=== Problems to solve ===
1. Copy the part of the report on Obama's Madison rally that opens with the words containing "There have been" and closes with "momentous personal occasion.", word for word.
2. In the report on Obama's Madison rally, what was the estimated size of the crowd in downtown Madison?

=== Text excerpt ===
+-------+

There have been times during the past two years when it felt as though Wisconsin was at the center of the political universe. Today was one of those times.

President Barack Obama returned to Madison — his third visit to Wisconsin in five days — to rally his supporters to cast their votes tomorrow to help “finish what we started” with his election four years ago.

“Turn out for me,” he urged the crowd, estimated at about 20,000 people, in downtown Madison. “We’ll win Wisconsin and we’ll win this election.”

Obama followed rocker Bruce Springsteen on stage, calling him “an American treasure” and noting his own good fortune at being able to hang with the Boss during a momentous personal occasion.

“I get to fly around with him (Springsteen) on the last day that I will ever campaign,” Obama said. “That’s a good way to end things.”

Obama delivered a mostly positive message, highlighting some of the successes of the past four years, from the rescue of the automobile industry to the killing of Osama bin Laden.

But the President sought to draw a sharp distinction between his agenda, which he pegged as progressive and forward-looking, and that of his opponent, Mitt Romney, whom he accused of wanting to take the country backwards.

+-------+

=== Material ===
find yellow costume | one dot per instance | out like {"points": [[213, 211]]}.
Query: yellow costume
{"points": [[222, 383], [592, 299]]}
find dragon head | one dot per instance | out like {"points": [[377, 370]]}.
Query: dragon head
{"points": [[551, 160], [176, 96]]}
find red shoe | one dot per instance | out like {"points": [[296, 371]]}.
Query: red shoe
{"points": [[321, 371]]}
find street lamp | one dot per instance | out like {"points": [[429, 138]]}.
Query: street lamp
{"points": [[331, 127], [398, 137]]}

+-------+

=== Answers given ===
1.
There have been times during the past two years when it felt as though Wisconsin was at the center of the political universe. Today was one of those times.

President Barack Obama returned to Madison — his third visit to Wisconsin in five days — to rally his supporters to cast their votes tomorrow to help “finish what we started” with his election four years ago.

“Turn out for me,” he urged the crowd, estimated at about 20,000 people, in downtown Madison. “We’ll win Wisconsin and we’ll win this election.”

Obama followed rocker Bruce Springsteen on stage, calling him “an American treasure” and noting his own good fortune at being able to hang with the Boss during a momentous personal occasion.

2. About 20,000 people.